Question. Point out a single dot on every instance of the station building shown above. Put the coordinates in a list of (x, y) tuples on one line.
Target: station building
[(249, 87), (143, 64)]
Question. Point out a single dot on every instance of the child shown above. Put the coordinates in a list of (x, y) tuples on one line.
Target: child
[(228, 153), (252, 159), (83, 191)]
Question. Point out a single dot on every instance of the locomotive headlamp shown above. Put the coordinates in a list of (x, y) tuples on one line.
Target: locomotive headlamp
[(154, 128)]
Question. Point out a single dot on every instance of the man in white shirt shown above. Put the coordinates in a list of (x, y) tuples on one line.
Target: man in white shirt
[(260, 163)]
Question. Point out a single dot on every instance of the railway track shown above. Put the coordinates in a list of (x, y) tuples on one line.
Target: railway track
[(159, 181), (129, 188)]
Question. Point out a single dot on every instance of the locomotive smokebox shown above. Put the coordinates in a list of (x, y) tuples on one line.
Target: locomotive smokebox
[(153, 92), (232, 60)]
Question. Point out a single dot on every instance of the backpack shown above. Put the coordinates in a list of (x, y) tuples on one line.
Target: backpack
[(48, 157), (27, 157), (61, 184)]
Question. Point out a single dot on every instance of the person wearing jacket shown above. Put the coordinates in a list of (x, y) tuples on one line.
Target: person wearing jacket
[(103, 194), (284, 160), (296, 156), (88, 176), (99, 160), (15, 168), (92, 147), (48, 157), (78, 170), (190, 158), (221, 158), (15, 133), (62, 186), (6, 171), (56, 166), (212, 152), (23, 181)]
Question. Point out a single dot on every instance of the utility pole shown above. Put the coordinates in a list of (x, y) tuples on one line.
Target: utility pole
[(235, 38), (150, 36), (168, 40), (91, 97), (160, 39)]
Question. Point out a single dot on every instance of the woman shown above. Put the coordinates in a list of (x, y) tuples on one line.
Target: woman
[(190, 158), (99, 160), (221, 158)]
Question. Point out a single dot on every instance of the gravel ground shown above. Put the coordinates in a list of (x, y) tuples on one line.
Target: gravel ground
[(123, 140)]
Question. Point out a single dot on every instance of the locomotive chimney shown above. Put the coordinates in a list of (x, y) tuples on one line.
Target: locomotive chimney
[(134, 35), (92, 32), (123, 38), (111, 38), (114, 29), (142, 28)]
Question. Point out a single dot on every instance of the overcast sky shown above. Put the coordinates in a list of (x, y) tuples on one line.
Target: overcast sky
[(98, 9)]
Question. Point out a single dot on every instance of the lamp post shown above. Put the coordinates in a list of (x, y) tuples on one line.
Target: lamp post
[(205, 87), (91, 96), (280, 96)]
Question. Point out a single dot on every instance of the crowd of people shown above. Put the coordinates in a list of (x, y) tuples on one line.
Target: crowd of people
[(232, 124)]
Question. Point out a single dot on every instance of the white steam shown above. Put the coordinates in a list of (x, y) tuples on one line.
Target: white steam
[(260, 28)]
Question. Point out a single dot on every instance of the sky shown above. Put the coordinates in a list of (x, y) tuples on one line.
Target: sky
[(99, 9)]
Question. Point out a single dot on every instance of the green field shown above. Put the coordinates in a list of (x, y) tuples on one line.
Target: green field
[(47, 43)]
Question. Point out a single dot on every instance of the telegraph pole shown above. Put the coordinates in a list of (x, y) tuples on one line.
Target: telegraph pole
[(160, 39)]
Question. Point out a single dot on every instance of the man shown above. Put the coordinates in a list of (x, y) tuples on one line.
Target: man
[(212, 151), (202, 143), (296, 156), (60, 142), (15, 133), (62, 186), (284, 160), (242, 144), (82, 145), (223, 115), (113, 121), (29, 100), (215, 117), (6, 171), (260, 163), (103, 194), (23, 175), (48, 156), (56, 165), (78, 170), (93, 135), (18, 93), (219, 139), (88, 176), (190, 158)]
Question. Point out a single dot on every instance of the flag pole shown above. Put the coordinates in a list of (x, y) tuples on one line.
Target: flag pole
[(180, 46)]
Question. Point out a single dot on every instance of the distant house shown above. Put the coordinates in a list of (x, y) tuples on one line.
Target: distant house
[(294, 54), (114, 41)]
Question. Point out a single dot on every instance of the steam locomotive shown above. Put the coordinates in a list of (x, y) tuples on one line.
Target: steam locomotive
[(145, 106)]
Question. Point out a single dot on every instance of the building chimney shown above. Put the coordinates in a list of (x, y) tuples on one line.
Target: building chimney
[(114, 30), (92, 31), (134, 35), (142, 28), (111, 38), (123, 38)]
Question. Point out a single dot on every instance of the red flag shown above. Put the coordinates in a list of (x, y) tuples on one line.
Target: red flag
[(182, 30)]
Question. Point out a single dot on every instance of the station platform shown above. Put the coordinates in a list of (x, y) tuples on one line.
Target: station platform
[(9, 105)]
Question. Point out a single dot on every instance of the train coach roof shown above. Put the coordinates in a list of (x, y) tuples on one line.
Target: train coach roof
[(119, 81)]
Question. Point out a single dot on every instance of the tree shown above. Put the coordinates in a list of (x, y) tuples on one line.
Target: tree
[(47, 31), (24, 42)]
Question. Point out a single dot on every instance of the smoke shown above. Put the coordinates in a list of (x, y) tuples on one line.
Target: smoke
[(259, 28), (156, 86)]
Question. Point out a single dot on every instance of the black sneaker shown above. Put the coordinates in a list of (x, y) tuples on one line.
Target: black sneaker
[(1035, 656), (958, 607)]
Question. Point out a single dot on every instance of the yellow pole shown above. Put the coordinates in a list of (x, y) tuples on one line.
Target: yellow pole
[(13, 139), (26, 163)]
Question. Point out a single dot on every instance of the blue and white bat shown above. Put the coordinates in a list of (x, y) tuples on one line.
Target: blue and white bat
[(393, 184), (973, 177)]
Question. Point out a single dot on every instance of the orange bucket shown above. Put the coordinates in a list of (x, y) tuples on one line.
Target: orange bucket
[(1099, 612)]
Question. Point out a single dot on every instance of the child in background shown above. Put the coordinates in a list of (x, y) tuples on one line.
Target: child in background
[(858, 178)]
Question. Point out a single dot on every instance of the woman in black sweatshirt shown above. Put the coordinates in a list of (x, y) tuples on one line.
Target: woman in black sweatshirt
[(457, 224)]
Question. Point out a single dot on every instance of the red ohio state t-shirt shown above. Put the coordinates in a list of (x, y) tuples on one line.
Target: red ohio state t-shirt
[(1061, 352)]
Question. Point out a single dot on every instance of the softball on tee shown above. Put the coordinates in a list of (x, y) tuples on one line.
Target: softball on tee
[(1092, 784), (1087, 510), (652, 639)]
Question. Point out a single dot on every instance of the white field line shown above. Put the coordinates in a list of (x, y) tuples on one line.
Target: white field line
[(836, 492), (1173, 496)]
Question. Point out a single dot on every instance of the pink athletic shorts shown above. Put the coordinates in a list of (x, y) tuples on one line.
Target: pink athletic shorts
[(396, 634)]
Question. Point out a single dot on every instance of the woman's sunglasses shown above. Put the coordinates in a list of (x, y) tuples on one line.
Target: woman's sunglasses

--------------------

The task = Please copy out every row above again, word for word and with nothing changed.

Exercise response =
Question. Point out a single dot on every instance of the station building shown above. Put the coordinates in a list of (x, y) tuples on one line.
Target: station building
[(249, 87), (143, 64)]
Question. Point out a single dot on every instance of the child shown above. Put the coordinates in a list of (x, y) tuples on one line.
Target: child
[(228, 153), (252, 159), (83, 191)]
Question. Point out a single dot on every instance of the locomotive headlamp shown above. Put the coordinates in a list of (x, y) tuples on one line.
Target: locomotive headlamp
[(154, 128)]
Question. Point out a single dot on every instance of the man in white shirt shown above. Put the coordinates in a list of (x, y) tuples on one line.
Target: man in white shirt
[(260, 163)]
Question. Point out a single dot on every instance of the railway track shown above. Put the coordinates in a list of (x, y) tuples on one line.
Target: railway track
[(159, 181), (129, 188)]
Question. Point out a single dot on every instance of the locomotive smokebox shown above. Put the coordinates in a list of (x, y) tuples on one line.
Target: locomotive smokebox
[(153, 92), (232, 60)]
Question. Point out a single dot on every instance of the backpack shown above. Put the coordinates in a list of (x, y) tuples on one line.
Target: backpack
[(48, 157), (27, 157), (61, 184)]
Question. Point out a single dot on every instance of the person wearing jacket shown above. Put the coordinates in a list of (x, y) tuples on one line.
Target: person wearing jacket
[(103, 194), (284, 160), (296, 156), (88, 176), (99, 160), (15, 168), (92, 147), (48, 157), (78, 170), (190, 158), (221, 158), (15, 133), (62, 186), (6, 171), (56, 166), (212, 152), (23, 181)]
Question. Point out a single dot on every instance of the utility pole shown above. Put the coordinates in a list of (x, y) tuples on one line.
Target: utility pole
[(235, 38), (150, 36), (168, 40), (91, 97), (160, 39)]
Question. Point out a single dot on every instance of the woman shown above. Put the coordinates in a list of (x, y) tuples on one line.
Target: woman
[(190, 158), (99, 160), (221, 158)]
Question. Point out a single dot on every instance of the gravel ground shown above. Put the coordinates in a list of (x, y) tuples on one line.
Target: gravel ground
[(123, 140)]
Question. Point out a single dot on every instance of the locomotive chimney shown above. Put the coordinates in a list of (x, y) tuples on one line.
Target: locomotive chimney
[(134, 35), (92, 32), (123, 38), (111, 38), (114, 29), (142, 28)]
Question. Point out a single dot on every instance of the overcast sky shown above. Put the coordinates in a list of (x, y) tuples on one line.
Target: overcast sky
[(98, 9)]
Question. Point out a single dot on every instance of the lamp post shown above. Put the coordinates in a list of (x, y) tuples on one line.
Target: lamp post
[(205, 87), (91, 96), (280, 96)]
Question. Point out a single dot on every instance of the crowd of people shown above. Put the coordinates in a list of (x, y) tuples on one line.
Target: crowd of people
[(232, 124)]
Question. Point out a single dot on every instance of the white steam shown above. Put the coordinates in a list of (x, y) tuples on one line.
Target: white steam
[(260, 28)]
Question. Point out a single dot on every instance of the sky shown above. Put the coordinates in a list of (x, y) tuples on one line.
Target: sky
[(99, 9)]
Question. Point out a single dot on every instance of the green field shown above. Put the coordinates in a list of (x, y) tuples on one line.
Target: green field
[(47, 43)]
Question. Point out a single dot on every instance of the telegraph pole shown above. Put the coordinates in a list of (x, y) tuples on one line.
Target: telegraph pole
[(160, 39)]
Question. Point out a single dot on every instance of the man shown above. Put the coordinates in a list of (x, y) tuples on one line.
Target: man
[(212, 151), (202, 143), (296, 156), (60, 142), (15, 133), (62, 186), (284, 160), (242, 144), (82, 145), (223, 115), (113, 121), (29, 100), (215, 117), (6, 171), (260, 163), (103, 194), (23, 175), (48, 156), (56, 165), (78, 170), (93, 135), (18, 93), (219, 139), (88, 176), (190, 158)]
Question. Point out a single dot on every instance of the flag pole shown above. Put the coordinates in a list of (x, y) tuples on one line.
Target: flag pole
[(180, 46)]
Question. Point out a single dot on every instance of the distant house shown above. Put the coordinates in a list of (x, y) tuples on one line.
Target: distant house
[(294, 54), (114, 41)]
Question. Point out a single dot on every instance of the steam locomotive shown above. Put the coordinates in a list of (x, y) tuples on one line.
Target: steam locomotive
[(145, 106)]
Question. Point out a single dot on every instance of the building chimney shown above. Put the coordinates in a list of (x, y) tuples on one line.
Target: building chimney
[(114, 30), (92, 31), (134, 35), (142, 28), (111, 38), (123, 38)]
Question. Point out a single dot on every instance of the red flag shown above. Put the coordinates in a list of (x, y) tuples on one line.
Target: red flag
[(182, 30)]
Question. Point out a single dot on every instance of the station platform shown above. Put the coordinates in a list of (x, y) tuples on one line.
Target: station platform
[(9, 105)]
Question. Point out a single dot on every instance of the train coach roof shown above. Put the coordinates in a list of (x, y) tuples on one line.
Target: train coach roof
[(119, 81)]
Question. Point out a single dot on every instance of the tree shown above. Put the coordinates in a list of (x, y) tuples on one line.
Target: tree
[(47, 31), (24, 42)]
Question. Point out a single dot on every instance of the smoke shown above. Put the coordinates in a list of (x, y) tuples on one line.
Target: smoke
[(259, 28), (156, 86)]
Question. Point out a single dot on every instance of the black sneaker shown above. Put the coordinates in a list of (x, y) tuples on one line.
Target: black sneaker
[(1035, 656), (958, 607)]
Question. Point out a single dot on every instance of the yellow pole shown above. Put the coordinates in a list of (x, y) tuples on one line.
Target: yellow pole
[(13, 139), (26, 163)]
Question. Point out a single dot on every instance of the blue and white bat shown above. Put the coordinates in a list of (x, y) tuples on one line.
Target: blue and white bat
[(393, 184), (973, 177)]
Question. Point out a single dot on every instance of the orange bucket shown above. Put the coordinates in a list of (x, y) tuples on one line.
Target: orange bucket
[(1099, 612)]
Question. Point out a single dot on every instance of the child in background shown above. Put the coordinates in a list of (x, y) tuples on one line.
Target: child in background
[(858, 178)]
Question. Point out a single dot on every instance of the woman in black sweatshirt shown above. Put the coordinates in a list of (x, y) tuples on one line.
Target: woman in black sweatshirt
[(457, 224)]
Question. Point out a single dot on every instance of the red ohio state t-shirt shown above. Put the coordinates in a list of (x, y) tuples on one line.
Target: red ohio state t-shirt
[(1061, 352)]
Question. Point out a single dot on every instance of the softball on tee shown above. Put the coordinates in a list of (x, y) tuples on one line.
Target: softball on tee
[(1092, 784), (1087, 510), (652, 639)]
Question. Point out a single dot on every instance of the white field line shown above. Put the coordinates in a list of (x, y) tuples on one line.
Target: white field line
[(836, 492), (1173, 496)]
Question. Point out a single dot on every instance of the pink athletic shorts shown above. Put the coordinates in a list of (x, y) tuples on one line.
Target: pink athletic shorts
[(396, 634)]
Question. Point out a single dot on every instance of the woman's sunglasses shown above. Put the coordinates in a list of (x, y) tuples on one line.
Target: woman's sunglasses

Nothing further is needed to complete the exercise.